• [What you will do] In the article on fighting disinformation on social media, who maintains the list of reliable fact-checking organizations?

• [Extract provided]
- - -

How you can fight disinformation on social media


Here’s a look at the challenges facing social media platforms and how you can steer clear of disinformation this season.


Disinformation, hoaxes, and conspiracy theories can spread quickly, especially when they are amplified by Facebook, Twitter, YouTube, or other social media platforms.

How can you recognize disinformation when it pops up in your Facebook feed, Twitter timeline, or Instagram stories?

Here’s a look at steps you can take to steer clear of disinformation.

How to protect against disinformation on 5 social media platforms

You can take actions on your own to avoid misinformation. Here are strategies you can use on five social media platforms, including Facebook, Twitter, Youtube, Instagram, and Reddit.

1. Facebook

On Facebook, your first step might be to be selective in whom you follow. The news that fills your Facebook feed is influenced by the users you follow. If you follow users who traffic in conspiracy theories or who spread misinformation, the odds are higher that the posts in your feed will be inaccurate and misleading, too.

It's a good idea to follow reputable news sources and those who provide reliable information that can be backed up by verifiable statistics, interviews, and studies. If you do this, your news feed will include other reliable, fact-based sources.

You can also unfollow or block users if you believe they are frequently sharing fake news or disinformation. If you'd rather take a more intermediate step, you can hide the posts of people and organizations that frequently send bad information. You can also put posters on snooze, which temporarily hides their posts.

If you want to do fact checking on your own, you can check out this list of reliable fact-checking organizations. The list is maintained by American University in Washington, D.C., and is a useful tool if you want to decide whether or not a piece of news you read on Facebook, or any other social media site, is legitimate.

You might also consider exploring the "Why Am I Seeing This" option on Facebook. By clicking this, you'll receive information on why a specific post has shown up in your feed. You might be in an online group, for instance, that frequently posts misleading information. You might find that you comment frequently on a certain account. If you do, this will increase the likelihood that posts from this account will show up in your feed, even if these posts contain inaccurate information.

2. Twitter

Twitter is similar to Facebook in that what you see in your Twitter timeline depends largely on whom you are following. If you follow sources that regularly post misinformation or conspiracy theories, your timeline is more likely to be filled with this kind of distorted information.

That's why it's smart to be selective when choosing whom to follow on Twitter. You could potentially boost your odds of following legitimate news sources by using Twitter's Lists feature. Lists are curated groups of Twitter accounts that you can follow.

A List, for instance, might only include well-known news sites or reliable journalism organizations. If you follow such Lists, you'll likely reduce the amount of conspiracy theories, hoaxes and disinformation in your Timeline.

You could turn to Twitter's Topics section, too. This feature lets you follow specific topics. You might choose to follow COVID-19 news, for example. You can also unfollow subjects that you'd rather not see in your timeline.

3. YouTube

YouTube has become a key source of news for many. The problem? That makes YouTube a target for those hoping to spread fake news and conspiracy theories. It's why YouTube has taken several steps to limit the spread of misinformation from its site.

YouTube reports that since the beginning of 2019, it has launched more than 30 changes designed to reduce the recommendations of borderline content and misinformation.

- - -

• [Record extracts]

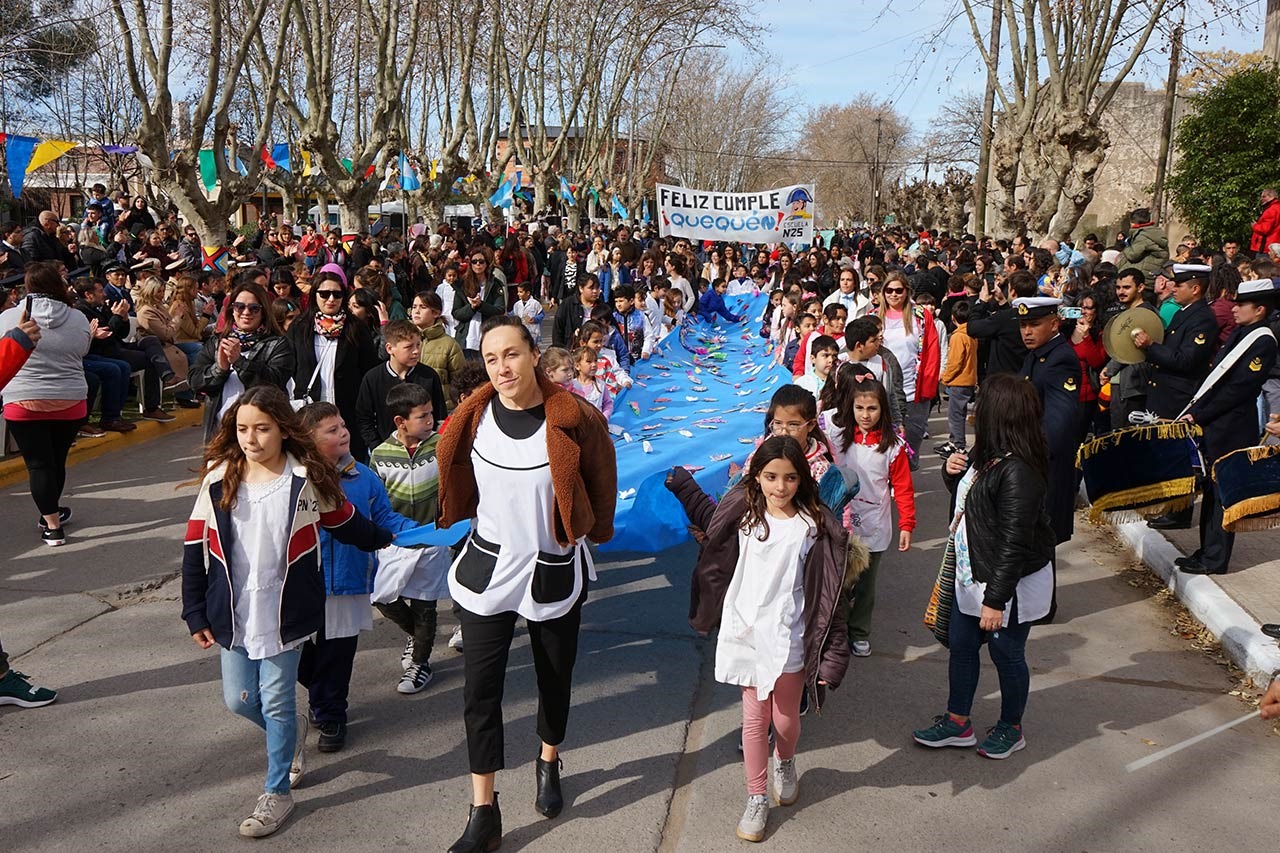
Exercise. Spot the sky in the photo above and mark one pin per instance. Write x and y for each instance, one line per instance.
(831, 50)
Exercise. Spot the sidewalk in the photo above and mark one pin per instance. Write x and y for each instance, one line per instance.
(1233, 606)
(13, 470)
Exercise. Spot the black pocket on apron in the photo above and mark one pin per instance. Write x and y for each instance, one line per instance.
(553, 576)
(476, 564)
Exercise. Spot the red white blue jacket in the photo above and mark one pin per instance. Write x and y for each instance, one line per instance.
(208, 597)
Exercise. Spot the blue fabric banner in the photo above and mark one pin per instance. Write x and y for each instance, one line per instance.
(700, 401)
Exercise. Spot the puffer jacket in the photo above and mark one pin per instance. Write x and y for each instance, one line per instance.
(826, 642)
(348, 570)
(1009, 530)
(1147, 250)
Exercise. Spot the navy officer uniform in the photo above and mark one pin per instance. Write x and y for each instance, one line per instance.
(1054, 369)
(1228, 414)
(1179, 364)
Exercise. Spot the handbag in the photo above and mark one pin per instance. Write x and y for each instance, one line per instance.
(937, 614)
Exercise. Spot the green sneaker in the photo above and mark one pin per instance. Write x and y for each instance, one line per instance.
(16, 689)
(1002, 740)
(945, 731)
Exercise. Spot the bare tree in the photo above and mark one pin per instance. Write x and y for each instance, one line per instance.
(1068, 62)
(152, 69)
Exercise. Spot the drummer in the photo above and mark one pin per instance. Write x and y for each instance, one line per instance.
(1055, 370)
(1180, 363)
(1228, 414)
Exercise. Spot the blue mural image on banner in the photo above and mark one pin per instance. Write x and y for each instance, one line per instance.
(700, 401)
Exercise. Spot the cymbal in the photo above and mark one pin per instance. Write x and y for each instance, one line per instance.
(1119, 331)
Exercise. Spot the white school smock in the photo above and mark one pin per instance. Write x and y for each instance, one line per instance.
(762, 624)
(869, 512)
(511, 561)
(260, 523)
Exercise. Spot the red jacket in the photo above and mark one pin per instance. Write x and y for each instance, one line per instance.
(16, 347)
(1266, 229)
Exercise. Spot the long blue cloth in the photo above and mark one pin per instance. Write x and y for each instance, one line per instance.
(700, 401)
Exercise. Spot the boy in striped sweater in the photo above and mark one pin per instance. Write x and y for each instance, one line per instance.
(411, 580)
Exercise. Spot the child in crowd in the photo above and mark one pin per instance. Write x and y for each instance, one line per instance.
(632, 329)
(769, 579)
(471, 375)
(403, 347)
(960, 375)
(440, 351)
(529, 310)
(588, 386)
(411, 580)
(741, 283)
(268, 487)
(599, 336)
(558, 365)
(713, 302)
(327, 660)
(823, 357)
(864, 442)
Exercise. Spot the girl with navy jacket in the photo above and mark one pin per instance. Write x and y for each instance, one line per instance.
(251, 575)
(348, 579)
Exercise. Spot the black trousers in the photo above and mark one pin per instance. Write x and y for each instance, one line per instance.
(44, 445)
(1216, 543)
(324, 670)
(485, 646)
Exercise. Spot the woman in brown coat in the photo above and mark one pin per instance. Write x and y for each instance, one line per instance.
(533, 465)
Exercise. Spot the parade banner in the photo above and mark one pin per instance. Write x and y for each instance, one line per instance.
(784, 214)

- - -

• [Task solution] American University in Washington, D.C.